EXERCISE OBJECTIVE:
Copy every line of the material below that contains the string "this". Upper and lower case must match.

+++ RECORD SET +++

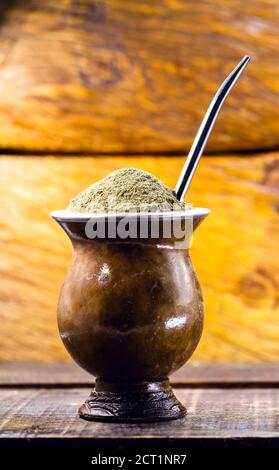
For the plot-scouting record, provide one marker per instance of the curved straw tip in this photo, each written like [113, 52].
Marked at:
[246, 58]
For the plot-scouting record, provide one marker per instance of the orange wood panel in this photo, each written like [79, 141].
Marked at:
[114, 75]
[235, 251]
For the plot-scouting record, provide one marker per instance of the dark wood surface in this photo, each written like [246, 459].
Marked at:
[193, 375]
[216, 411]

+++
+++ RECORD SET +++

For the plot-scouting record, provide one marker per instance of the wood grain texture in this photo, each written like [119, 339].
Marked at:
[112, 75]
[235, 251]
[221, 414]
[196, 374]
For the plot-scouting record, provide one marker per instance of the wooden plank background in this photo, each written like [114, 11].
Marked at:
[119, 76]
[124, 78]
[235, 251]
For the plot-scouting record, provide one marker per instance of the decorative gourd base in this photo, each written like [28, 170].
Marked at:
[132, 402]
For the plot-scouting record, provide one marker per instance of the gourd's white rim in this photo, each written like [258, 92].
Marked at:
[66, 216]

+++

EXERCISE OUTPUT:
For the plot-scouting record, provide one marker per instance of the curved straw tip in this photo, each written like [113, 52].
For the plot-scouting record, provide one marker per instance of the orange wood panel in this photo, each written like [79, 141].
For the plot-scouting record, provide one marker per instance of the dark wood surface in this photo, each written like [246, 459].
For the plot-scouting record, provide one marker per instance of the wood grain texture in this photo, each written like [119, 339].
For the plot-scouting record, provide one marker per instance of the wooden plank background in this photo, each written like [114, 11].
For the plot-scouting record, provide one marker per instance of the decorative gourd base in this photo, each written like [28, 170].
For the plot-scouting record, provide one marker per instance of the gourd's white rim in this photo, each written like [258, 92].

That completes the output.